## EXERCISE GOAL
Repeat, exactly and in full, the lines of the listing below, but without any pictures.
■ ■ ■ ■ ■
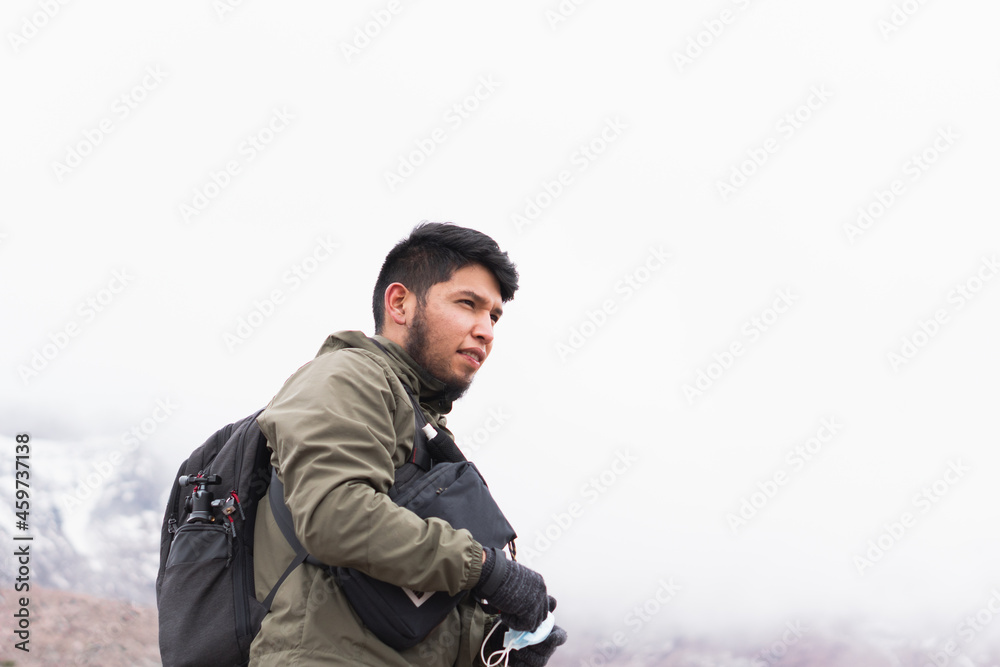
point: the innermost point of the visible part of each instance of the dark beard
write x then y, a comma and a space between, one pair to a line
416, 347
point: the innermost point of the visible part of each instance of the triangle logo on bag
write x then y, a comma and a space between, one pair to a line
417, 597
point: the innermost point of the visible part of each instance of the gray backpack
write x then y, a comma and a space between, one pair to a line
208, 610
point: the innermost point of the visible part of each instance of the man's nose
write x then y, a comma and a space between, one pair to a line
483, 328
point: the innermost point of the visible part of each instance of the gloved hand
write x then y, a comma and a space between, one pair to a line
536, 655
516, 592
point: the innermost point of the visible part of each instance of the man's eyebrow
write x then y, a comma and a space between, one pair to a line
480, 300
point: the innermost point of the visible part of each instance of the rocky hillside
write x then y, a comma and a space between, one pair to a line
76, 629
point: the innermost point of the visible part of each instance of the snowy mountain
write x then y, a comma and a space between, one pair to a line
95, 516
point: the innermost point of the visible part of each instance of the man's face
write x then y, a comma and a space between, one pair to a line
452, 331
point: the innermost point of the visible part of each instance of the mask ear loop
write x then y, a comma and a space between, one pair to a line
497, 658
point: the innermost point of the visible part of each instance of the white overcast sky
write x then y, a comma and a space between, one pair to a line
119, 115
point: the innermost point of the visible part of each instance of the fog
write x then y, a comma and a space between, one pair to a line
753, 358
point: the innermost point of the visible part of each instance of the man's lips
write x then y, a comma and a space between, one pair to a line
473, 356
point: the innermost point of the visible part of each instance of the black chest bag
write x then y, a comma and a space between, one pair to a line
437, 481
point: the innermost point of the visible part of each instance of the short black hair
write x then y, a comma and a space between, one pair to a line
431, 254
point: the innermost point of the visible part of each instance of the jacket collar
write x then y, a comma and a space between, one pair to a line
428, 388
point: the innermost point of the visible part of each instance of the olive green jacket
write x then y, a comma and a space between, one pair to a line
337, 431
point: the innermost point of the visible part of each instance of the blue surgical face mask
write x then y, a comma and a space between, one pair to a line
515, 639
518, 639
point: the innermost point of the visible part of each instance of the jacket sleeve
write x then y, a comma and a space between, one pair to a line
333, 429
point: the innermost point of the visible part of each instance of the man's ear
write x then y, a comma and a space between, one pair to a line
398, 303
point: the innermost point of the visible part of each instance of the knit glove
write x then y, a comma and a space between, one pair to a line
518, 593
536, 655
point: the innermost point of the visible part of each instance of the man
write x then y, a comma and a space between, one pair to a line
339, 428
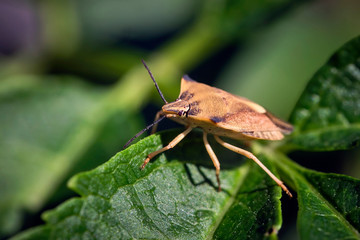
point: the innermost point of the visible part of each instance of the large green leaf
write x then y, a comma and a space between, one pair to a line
■ ■ ■ ■ ■
## CORRECT ANSWER
point: the innermost point of the visible part of each instance of the dark beard
write x then y, a comma and a space between, one pair to a line
416, 347
point: the innermost point of the visible part of each instance of the triangle logo on bag
write x then y, a comma and a space between, one pair to a line
417, 597
point: the innermost point of the visible part of each instance of the gray backpack
write x then y, a comma and a space between, one pair to a line
208, 610
point: the innermost point of the visible part of each instance of the man's nose
write x then y, a comma and a space between, one pair to a line
483, 328
point: the innermost point of the visible part of each instance of the gloved hand
write x then y, a comma and a space between, one pair to a line
536, 655
516, 592
point: the innermost point of the visible part of each instance of the man's eyebrow
write x then y, a comma and a space between, one pair to a line
480, 300
point: the innermost point of the visible part of each instance of the rocky hillside
write x then y, a comma and a space between, one pair to a line
76, 629
point: the innermost point of the visible part of each instance of the snowy mountain
write x then y, a comma and a space between, one pair to a line
95, 516
point: the innermost point of the visible part of each instance of the man's face
write x then y, a comma and a space between, one pair to a line
452, 331
point: the innermost point of the visible part of each instance of the mask ear loop
write x then y, a comma and a space between, one pair to a line
497, 658
point: the innermost point of the visible part of each instance of the white overcast sky
write x then y, a comma and a space between, one pair to a line
119, 115
point: the innermost point of the visible part of each instance of the fog
write x then y, a comma and a space between, one pair to a line
753, 358
point: the innermost point of the visible part of each instance of the man's lips
write x then y, a comma and a space between, one pair to a line
473, 356
point: the innermost point of the visible part of each instance of the black chest bag
write x then y, a comma and a space between, one pair to a line
437, 481
point: the innermost point of the visible part of each instance of the short black hair
write x then y, a comma and a space between, one pair to a line
431, 254
point: the innermost point of the visible part of each instance of the jacket collar
write x then y, a comma and a space between, one pair to a line
428, 388
point: the innermost point of the visible part of each instance of the olive green jacket
write x then y, a comma and a space between, one pair to a line
337, 431
point: the innermost point of the visible part of each instance of the blue surgical face mask
write x then y, a comma and a space between, one pair to a line
515, 639
518, 639
point: the innermost point of the visible part of each instance of the jacket sleeve
write x then y, a comma and a space between, one pair to a line
333, 429
point: the innermost point of the visible part of each instance of the man's ear
write x then y, a comma and a space between, one pair to a line
398, 303
point: the innermost point of the visible part of each instance of the knit glove
write x then y, a comma and a space between, one pair to a line
518, 593
536, 655
point: the innermost point of the visible part of each instance of the man
write x then y, a comma and a space between, one pair to a line
339, 428
point: the innermost point of the visible part of each instance of the large green leaf
write x then y, a comma and a space between, one pair to a line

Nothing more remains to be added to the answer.